Written instruction =>
How many lines of the listing below contain the word "elderly"? Reply with the number alone.

Task data =>
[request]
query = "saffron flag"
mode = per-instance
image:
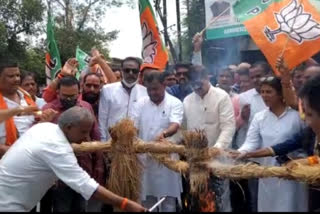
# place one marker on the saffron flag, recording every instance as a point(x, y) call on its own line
point(288, 27)
point(53, 62)
point(83, 59)
point(154, 53)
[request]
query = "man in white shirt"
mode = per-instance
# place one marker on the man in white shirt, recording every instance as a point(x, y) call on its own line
point(157, 117)
point(45, 154)
point(210, 108)
point(118, 100)
point(252, 103)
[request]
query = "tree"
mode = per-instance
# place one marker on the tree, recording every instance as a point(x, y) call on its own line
point(34, 62)
point(78, 23)
point(193, 22)
point(18, 17)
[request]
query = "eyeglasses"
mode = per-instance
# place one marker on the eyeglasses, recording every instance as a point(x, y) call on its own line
point(181, 74)
point(267, 79)
point(134, 71)
point(171, 79)
point(196, 84)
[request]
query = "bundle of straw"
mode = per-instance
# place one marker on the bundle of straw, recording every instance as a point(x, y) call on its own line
point(178, 166)
point(125, 172)
point(303, 173)
point(197, 152)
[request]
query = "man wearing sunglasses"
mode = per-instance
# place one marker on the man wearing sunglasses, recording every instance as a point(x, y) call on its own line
point(118, 100)
point(182, 89)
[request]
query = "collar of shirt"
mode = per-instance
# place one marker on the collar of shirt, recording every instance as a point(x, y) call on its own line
point(13, 103)
point(162, 102)
point(56, 104)
point(287, 109)
point(211, 90)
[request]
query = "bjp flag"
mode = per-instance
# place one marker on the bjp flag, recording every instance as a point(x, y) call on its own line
point(154, 53)
point(288, 27)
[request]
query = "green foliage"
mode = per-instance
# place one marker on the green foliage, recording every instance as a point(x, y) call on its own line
point(78, 23)
point(193, 22)
point(34, 62)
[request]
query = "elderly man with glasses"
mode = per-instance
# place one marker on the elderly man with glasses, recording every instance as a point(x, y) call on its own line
point(182, 89)
point(118, 100)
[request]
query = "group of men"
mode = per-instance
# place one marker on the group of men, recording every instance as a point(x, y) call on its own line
point(35, 140)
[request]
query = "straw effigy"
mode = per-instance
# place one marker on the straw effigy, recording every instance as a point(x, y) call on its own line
point(303, 173)
point(175, 165)
point(125, 171)
point(139, 146)
point(197, 152)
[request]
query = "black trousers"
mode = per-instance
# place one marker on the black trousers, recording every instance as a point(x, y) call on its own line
point(240, 196)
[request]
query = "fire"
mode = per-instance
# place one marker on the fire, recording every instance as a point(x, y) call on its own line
point(207, 203)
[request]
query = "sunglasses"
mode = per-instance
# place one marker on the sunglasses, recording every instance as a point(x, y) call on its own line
point(196, 84)
point(181, 74)
point(171, 79)
point(134, 71)
point(267, 79)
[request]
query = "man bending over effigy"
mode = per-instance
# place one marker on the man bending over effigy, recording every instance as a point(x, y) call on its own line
point(45, 154)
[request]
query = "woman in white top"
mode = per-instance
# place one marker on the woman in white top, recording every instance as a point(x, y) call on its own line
point(29, 84)
point(269, 127)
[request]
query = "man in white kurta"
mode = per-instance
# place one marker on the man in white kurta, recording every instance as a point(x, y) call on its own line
point(118, 100)
point(157, 120)
point(211, 109)
point(44, 154)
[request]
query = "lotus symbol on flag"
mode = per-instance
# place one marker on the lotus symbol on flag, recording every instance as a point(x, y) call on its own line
point(296, 23)
point(149, 50)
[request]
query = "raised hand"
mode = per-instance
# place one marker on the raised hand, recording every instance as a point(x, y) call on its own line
point(70, 67)
point(197, 42)
point(134, 207)
point(245, 112)
point(282, 66)
point(28, 110)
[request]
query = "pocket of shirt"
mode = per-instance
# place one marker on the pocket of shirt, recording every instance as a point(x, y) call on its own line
point(210, 117)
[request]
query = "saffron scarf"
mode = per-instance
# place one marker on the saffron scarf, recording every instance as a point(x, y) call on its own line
point(11, 130)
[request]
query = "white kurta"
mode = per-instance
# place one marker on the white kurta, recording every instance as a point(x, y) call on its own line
point(116, 104)
point(214, 113)
point(22, 123)
point(33, 164)
point(276, 195)
point(152, 119)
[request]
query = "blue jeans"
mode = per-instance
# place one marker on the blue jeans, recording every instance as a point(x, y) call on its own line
point(66, 199)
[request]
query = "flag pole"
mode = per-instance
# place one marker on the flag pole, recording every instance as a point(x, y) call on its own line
point(213, 20)
point(288, 35)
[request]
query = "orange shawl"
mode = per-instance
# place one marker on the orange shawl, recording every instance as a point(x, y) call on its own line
point(11, 130)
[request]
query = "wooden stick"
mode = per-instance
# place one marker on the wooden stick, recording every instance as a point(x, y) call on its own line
point(214, 19)
point(288, 36)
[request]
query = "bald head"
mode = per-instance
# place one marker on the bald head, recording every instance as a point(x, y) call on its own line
point(76, 123)
point(74, 116)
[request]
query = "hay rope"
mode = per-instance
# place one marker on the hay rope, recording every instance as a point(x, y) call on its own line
point(126, 169)
point(302, 173)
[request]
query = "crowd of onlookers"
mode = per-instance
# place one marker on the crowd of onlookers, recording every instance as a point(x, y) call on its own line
point(249, 113)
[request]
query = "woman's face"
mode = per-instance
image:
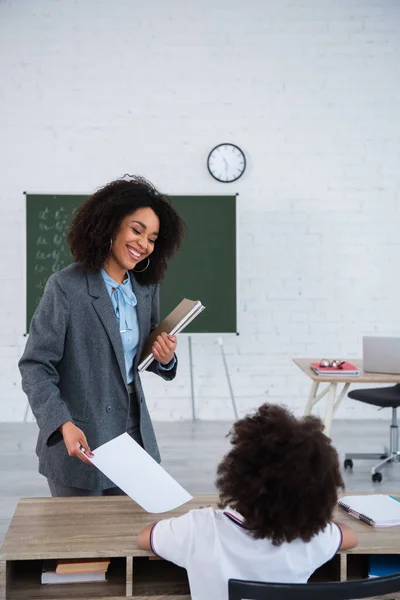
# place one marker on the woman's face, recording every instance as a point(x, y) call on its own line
point(135, 239)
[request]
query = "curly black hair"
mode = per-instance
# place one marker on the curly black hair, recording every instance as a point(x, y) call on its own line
point(97, 220)
point(282, 475)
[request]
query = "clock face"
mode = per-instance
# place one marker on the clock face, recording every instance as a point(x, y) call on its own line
point(226, 162)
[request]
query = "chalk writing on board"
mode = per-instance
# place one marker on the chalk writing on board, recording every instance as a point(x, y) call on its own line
point(51, 253)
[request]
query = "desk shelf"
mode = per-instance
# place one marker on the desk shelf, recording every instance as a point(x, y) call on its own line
point(108, 527)
point(23, 583)
point(158, 577)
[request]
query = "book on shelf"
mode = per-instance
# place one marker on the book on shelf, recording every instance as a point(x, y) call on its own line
point(345, 370)
point(174, 323)
point(81, 565)
point(50, 575)
point(377, 510)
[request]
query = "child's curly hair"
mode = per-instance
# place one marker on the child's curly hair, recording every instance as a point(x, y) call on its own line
point(282, 475)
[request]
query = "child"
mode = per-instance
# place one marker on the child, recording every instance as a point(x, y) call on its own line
point(278, 488)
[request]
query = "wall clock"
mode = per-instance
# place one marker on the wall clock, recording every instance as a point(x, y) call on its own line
point(226, 162)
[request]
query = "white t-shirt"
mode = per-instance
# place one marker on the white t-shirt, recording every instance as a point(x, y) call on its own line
point(213, 546)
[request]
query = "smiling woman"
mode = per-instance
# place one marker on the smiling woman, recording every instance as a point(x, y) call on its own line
point(79, 368)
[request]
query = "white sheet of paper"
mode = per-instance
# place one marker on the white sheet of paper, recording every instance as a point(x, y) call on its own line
point(134, 471)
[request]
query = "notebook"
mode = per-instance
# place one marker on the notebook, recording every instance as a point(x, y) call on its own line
point(177, 320)
point(378, 510)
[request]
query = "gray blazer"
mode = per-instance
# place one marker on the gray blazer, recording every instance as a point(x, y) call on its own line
point(73, 370)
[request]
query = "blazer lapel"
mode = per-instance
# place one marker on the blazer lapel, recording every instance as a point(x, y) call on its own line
point(103, 306)
point(143, 311)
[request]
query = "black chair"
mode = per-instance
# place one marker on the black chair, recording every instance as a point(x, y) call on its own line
point(337, 590)
point(384, 398)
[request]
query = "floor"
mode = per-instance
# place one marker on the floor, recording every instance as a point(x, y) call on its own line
point(190, 453)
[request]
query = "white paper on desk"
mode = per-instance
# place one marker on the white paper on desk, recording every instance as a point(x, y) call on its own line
point(134, 471)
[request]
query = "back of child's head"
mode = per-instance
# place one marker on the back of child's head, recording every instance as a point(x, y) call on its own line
point(282, 475)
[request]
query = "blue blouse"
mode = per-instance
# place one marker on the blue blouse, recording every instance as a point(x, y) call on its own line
point(124, 303)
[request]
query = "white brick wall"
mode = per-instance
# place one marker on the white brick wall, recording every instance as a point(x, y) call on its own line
point(309, 89)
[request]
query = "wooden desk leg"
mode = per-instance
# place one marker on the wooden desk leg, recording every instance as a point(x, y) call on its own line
point(312, 398)
point(129, 576)
point(330, 407)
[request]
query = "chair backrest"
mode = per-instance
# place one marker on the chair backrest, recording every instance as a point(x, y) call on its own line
point(337, 590)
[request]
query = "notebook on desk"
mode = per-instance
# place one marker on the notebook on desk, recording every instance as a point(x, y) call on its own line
point(377, 510)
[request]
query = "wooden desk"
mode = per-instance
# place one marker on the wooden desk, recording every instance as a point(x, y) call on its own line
point(335, 397)
point(108, 526)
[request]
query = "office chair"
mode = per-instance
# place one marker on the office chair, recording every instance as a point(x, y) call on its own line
point(336, 590)
point(384, 398)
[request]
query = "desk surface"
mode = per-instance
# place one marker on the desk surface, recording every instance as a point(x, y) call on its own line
point(108, 526)
point(304, 364)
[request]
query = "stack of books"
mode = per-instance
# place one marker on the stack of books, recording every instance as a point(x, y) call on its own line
point(81, 570)
point(345, 370)
point(177, 320)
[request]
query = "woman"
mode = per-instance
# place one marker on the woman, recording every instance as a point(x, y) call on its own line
point(79, 368)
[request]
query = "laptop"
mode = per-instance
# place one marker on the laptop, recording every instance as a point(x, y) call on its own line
point(381, 354)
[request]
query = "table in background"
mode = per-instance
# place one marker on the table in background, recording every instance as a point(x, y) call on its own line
point(335, 397)
point(50, 528)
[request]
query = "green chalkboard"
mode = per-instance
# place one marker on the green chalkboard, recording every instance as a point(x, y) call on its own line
point(204, 269)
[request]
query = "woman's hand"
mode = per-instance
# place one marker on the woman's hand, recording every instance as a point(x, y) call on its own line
point(75, 441)
point(164, 348)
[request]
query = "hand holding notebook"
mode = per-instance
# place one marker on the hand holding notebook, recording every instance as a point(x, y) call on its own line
point(176, 321)
point(377, 510)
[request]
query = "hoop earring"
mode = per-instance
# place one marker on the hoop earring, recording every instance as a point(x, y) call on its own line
point(146, 267)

Task output =>
2